§ WHAT IS NEEDED: How many lines of the records below contain the string "lawn"? Treat case as significant and give only the number.

§ Coordinate labeling records:
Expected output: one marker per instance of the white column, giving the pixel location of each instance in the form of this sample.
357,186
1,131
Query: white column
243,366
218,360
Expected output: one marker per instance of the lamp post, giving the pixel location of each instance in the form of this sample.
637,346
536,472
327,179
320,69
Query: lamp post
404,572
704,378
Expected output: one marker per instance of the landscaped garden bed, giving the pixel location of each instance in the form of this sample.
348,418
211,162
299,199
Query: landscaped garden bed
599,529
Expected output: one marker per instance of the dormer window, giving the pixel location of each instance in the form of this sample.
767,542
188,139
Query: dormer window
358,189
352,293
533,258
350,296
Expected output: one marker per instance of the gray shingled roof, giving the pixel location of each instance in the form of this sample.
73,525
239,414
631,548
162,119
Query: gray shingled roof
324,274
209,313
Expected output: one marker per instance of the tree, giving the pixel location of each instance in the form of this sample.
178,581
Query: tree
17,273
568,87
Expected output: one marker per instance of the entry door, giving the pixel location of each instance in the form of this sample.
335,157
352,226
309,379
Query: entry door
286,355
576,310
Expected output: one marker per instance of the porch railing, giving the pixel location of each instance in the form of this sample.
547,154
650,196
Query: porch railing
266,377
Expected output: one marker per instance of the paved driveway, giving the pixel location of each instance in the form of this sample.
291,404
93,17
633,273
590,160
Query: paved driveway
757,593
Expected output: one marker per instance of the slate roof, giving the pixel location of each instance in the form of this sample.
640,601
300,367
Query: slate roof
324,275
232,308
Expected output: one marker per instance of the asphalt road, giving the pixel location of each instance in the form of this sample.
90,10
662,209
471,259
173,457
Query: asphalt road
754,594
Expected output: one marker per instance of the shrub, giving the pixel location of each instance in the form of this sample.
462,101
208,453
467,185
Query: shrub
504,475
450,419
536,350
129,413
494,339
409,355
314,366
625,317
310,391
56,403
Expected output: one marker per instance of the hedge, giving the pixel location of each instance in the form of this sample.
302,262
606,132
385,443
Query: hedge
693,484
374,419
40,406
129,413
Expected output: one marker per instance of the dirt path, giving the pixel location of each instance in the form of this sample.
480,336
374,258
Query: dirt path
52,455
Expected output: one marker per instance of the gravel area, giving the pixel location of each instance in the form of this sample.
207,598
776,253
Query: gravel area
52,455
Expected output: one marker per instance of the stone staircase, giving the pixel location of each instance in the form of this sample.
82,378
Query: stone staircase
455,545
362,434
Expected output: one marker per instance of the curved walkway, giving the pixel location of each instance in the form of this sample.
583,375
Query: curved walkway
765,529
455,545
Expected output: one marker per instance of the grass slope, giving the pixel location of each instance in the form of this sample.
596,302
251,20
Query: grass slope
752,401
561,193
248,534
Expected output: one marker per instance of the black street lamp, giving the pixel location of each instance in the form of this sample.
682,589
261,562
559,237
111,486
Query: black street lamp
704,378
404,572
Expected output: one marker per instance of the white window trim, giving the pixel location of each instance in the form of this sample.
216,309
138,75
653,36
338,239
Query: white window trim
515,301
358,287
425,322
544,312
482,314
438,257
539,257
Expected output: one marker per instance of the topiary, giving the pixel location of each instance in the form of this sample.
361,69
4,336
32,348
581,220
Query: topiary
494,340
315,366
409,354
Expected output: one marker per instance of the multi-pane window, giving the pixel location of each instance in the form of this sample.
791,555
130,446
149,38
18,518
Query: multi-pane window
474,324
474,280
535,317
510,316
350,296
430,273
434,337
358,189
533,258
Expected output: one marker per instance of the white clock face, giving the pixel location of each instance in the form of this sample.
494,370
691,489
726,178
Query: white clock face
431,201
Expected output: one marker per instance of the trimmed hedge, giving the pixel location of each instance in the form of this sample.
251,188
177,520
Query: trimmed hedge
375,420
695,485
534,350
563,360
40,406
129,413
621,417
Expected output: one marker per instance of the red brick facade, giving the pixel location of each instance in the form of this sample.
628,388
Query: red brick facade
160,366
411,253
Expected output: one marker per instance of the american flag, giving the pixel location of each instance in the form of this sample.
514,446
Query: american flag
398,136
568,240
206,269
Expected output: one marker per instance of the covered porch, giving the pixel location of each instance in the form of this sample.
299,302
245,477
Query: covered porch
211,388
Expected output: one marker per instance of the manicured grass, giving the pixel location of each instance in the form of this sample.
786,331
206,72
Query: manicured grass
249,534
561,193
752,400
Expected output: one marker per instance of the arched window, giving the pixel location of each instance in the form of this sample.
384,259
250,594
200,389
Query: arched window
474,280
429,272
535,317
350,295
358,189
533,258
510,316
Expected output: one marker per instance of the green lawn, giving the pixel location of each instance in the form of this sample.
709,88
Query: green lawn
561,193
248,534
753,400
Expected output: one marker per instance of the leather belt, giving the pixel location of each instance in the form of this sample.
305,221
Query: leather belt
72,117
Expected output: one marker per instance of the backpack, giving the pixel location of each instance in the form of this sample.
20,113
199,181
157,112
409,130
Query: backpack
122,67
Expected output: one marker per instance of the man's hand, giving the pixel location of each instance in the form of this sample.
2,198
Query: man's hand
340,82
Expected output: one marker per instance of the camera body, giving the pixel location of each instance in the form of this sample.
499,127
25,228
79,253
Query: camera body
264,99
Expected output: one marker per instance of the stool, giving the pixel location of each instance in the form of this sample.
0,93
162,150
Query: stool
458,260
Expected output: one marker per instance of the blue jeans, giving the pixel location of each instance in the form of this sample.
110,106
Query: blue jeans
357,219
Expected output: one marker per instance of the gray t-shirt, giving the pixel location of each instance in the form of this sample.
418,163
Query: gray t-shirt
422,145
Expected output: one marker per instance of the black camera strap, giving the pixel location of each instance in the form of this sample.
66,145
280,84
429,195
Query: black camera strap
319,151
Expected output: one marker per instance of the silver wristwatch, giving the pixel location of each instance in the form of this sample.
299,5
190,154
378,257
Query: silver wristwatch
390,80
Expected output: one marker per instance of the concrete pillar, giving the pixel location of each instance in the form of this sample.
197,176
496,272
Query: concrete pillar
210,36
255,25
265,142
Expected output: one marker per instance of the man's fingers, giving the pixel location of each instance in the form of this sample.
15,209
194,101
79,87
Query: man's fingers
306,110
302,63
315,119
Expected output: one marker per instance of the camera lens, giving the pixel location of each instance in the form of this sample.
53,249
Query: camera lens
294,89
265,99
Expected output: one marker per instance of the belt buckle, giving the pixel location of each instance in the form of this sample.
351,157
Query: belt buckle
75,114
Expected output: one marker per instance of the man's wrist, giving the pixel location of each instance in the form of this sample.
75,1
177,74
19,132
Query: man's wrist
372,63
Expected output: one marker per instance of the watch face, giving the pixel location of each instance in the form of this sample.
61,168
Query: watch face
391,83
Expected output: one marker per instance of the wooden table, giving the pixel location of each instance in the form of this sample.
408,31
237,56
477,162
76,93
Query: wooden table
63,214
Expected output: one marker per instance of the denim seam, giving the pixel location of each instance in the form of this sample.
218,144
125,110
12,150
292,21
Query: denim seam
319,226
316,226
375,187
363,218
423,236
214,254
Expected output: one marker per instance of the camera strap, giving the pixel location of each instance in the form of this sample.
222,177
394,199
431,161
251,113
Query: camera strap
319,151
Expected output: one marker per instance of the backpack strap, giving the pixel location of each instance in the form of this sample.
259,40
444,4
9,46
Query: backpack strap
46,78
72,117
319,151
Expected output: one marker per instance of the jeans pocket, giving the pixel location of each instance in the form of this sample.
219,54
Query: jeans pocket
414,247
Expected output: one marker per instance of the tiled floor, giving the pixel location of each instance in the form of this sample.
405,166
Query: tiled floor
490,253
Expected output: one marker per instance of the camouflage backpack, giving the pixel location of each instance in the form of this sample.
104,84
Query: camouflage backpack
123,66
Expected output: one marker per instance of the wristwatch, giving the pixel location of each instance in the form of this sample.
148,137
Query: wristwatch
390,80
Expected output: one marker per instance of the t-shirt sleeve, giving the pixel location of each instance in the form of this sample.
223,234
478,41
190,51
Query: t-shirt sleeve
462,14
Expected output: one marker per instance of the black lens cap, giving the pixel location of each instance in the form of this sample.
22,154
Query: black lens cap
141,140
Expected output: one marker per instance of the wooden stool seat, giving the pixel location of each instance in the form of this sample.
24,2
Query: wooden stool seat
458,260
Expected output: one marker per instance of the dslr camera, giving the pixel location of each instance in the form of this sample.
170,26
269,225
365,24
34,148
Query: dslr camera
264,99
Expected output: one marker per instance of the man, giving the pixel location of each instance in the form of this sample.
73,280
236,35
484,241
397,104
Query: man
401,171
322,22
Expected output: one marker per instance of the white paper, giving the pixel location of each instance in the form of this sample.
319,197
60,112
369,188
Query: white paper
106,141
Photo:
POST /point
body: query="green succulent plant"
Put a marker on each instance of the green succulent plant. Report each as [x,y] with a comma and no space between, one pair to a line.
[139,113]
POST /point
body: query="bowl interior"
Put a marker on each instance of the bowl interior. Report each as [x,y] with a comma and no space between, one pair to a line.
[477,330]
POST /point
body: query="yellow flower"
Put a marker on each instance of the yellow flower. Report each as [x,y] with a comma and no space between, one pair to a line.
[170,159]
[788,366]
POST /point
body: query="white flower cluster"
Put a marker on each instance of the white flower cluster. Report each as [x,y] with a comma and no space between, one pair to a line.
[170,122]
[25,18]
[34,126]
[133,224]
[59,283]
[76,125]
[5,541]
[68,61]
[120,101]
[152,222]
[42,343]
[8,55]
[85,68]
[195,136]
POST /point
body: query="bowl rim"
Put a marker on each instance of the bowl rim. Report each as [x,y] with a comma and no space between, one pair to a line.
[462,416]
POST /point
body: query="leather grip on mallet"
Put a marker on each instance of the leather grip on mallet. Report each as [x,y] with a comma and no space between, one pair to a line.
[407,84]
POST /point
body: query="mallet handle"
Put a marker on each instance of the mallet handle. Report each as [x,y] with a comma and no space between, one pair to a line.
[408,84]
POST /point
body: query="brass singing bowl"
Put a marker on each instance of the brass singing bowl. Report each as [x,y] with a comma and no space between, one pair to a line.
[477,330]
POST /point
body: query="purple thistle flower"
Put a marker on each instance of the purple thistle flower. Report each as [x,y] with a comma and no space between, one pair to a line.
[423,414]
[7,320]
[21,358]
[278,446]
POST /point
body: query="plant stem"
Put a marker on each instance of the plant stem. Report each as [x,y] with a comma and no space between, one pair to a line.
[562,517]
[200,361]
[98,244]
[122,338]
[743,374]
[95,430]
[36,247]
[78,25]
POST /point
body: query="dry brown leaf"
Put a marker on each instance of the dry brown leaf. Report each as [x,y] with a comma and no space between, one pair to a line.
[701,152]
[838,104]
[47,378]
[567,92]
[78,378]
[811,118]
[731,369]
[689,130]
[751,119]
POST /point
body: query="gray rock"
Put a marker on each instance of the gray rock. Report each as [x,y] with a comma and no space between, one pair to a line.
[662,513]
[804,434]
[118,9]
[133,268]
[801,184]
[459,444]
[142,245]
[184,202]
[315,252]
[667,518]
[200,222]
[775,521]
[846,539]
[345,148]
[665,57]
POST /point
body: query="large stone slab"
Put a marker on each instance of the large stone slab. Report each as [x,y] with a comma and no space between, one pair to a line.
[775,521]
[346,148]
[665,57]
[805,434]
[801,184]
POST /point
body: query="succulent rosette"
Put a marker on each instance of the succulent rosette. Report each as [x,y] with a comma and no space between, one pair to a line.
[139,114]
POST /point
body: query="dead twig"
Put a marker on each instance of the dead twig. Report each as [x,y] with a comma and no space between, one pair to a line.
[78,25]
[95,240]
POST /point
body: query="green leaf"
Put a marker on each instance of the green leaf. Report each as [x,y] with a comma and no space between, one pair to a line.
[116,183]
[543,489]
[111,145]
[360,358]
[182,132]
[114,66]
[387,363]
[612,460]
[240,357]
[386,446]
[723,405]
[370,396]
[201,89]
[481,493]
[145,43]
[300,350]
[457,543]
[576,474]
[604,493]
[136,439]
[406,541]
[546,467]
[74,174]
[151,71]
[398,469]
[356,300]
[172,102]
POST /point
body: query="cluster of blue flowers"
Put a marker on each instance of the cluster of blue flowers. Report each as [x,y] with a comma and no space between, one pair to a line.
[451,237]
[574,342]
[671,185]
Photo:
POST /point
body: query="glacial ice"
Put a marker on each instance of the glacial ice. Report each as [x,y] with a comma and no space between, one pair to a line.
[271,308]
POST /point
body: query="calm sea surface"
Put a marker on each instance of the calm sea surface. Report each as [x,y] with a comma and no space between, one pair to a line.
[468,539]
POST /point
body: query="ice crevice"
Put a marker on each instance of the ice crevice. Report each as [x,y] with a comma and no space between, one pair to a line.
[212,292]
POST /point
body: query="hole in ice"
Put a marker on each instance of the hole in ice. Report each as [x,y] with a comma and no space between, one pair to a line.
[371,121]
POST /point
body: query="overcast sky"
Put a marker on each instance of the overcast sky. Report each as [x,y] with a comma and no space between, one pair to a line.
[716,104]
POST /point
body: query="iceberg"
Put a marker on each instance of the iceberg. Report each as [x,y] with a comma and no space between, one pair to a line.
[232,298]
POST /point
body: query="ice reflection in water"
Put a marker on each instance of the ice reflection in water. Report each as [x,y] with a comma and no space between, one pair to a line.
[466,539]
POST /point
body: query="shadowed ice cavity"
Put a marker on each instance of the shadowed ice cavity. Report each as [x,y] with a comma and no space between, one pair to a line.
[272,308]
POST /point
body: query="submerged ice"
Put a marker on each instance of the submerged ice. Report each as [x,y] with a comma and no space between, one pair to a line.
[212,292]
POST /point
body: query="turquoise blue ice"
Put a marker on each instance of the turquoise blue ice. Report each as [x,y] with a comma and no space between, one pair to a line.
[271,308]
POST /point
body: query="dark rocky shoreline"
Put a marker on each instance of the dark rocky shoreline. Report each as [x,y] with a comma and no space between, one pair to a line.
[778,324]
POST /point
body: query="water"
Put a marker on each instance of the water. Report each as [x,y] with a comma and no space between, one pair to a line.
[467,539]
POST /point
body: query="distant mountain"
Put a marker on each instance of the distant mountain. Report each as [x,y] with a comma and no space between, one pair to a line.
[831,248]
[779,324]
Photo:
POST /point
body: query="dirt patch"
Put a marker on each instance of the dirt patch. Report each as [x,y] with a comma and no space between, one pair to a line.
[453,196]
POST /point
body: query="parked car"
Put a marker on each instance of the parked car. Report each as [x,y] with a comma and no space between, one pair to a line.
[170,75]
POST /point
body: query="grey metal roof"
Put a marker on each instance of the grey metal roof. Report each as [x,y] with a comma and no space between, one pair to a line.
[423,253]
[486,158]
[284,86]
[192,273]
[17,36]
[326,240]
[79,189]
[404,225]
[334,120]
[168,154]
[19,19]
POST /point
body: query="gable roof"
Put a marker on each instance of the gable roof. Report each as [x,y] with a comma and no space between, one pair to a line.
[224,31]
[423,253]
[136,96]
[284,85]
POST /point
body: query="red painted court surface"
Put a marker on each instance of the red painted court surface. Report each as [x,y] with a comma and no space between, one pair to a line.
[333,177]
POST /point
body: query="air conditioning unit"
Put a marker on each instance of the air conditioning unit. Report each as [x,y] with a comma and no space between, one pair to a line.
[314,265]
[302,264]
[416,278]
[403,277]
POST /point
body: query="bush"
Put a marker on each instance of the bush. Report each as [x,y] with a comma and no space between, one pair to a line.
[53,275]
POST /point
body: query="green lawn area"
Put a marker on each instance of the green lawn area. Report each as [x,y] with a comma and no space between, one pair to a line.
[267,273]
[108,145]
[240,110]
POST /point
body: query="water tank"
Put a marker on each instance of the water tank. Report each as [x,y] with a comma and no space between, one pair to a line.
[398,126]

§ FINAL RESULT: 4